Task brief = Present every line of the records below as a numbered list, skipping blank lines.

Excerpts from annotation records
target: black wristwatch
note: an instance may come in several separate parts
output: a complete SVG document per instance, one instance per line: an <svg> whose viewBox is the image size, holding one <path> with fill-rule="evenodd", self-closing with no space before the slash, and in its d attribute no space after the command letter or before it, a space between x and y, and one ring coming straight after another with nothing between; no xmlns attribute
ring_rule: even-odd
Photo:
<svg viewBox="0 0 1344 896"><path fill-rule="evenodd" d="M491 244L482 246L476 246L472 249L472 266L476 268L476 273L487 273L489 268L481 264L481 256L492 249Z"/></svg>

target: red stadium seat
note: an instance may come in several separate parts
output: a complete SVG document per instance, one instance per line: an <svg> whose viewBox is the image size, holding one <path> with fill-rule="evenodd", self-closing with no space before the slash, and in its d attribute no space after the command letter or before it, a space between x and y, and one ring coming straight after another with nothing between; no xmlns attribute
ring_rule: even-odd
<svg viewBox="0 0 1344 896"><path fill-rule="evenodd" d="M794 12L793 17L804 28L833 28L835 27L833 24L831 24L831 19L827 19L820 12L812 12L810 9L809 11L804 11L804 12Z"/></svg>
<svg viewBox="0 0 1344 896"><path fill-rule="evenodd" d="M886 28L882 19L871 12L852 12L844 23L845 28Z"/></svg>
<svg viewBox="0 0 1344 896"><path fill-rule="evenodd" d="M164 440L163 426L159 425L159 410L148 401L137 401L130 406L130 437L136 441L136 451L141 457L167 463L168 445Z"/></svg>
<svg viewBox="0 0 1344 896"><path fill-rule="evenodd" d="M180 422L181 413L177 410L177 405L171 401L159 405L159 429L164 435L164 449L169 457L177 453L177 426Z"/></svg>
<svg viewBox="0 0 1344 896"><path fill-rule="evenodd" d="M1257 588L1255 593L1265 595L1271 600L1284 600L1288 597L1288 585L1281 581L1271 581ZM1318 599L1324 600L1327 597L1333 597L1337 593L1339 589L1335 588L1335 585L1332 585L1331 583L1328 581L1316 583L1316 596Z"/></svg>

Worked answer =
1. target: black wristwatch
2. note: an instance may come in several separate parts
3. output: a complete SVG document per instance, one instance per line: an <svg> whose viewBox is the image size, holding one <path> with fill-rule="evenodd", self-closing with no space before the slash, and in its d attribute no space after the command letter or before it, a space between x and y, and one ring coming straight after another with nothing between; no xmlns attribute
4. ring_rule: even-odd
5. Photo:
6. <svg viewBox="0 0 1344 896"><path fill-rule="evenodd" d="M491 244L482 246L476 246L472 249L472 266L476 268L476 273L487 273L489 268L481 264L481 256L492 249Z"/></svg>
7. target: red stadium seat
8. note: an instance may come in several separate parts
9. output: a complete SVG document per instance, one instance per line: an <svg> whose viewBox is the image size, holding one <path> with fill-rule="evenodd", self-closing with no space before the slash, and in its d attribute no space after the command letter or before it, a space between x and y, and one ring coming straight after another with nothing between; no xmlns attribute
10. ring_rule: even-odd
11. <svg viewBox="0 0 1344 896"><path fill-rule="evenodd" d="M794 12L793 17L804 28L833 28L835 27L833 24L831 24L831 19L827 19L820 12L812 12L810 9L809 11L804 11L804 12Z"/></svg>
12. <svg viewBox="0 0 1344 896"><path fill-rule="evenodd" d="M886 28L882 19L871 12L852 12L844 23L845 28Z"/></svg>
13. <svg viewBox="0 0 1344 896"><path fill-rule="evenodd" d="M164 440L163 426L159 425L159 410L148 401L137 401L130 406L130 437L136 441L136 451L141 457L167 463L168 445Z"/></svg>
14. <svg viewBox="0 0 1344 896"><path fill-rule="evenodd" d="M180 422L181 413L177 410L177 405L171 401L159 405L159 429L164 435L164 449L169 457L177 453L177 426Z"/></svg>
15. <svg viewBox="0 0 1344 896"><path fill-rule="evenodd" d="M1257 588L1255 593L1265 595L1271 600L1284 600L1288 597L1288 585L1281 581L1271 581ZM1318 599L1324 600L1327 597L1333 597L1337 593L1339 589L1335 588L1335 585L1332 585L1331 583L1328 581L1316 583L1316 596Z"/></svg>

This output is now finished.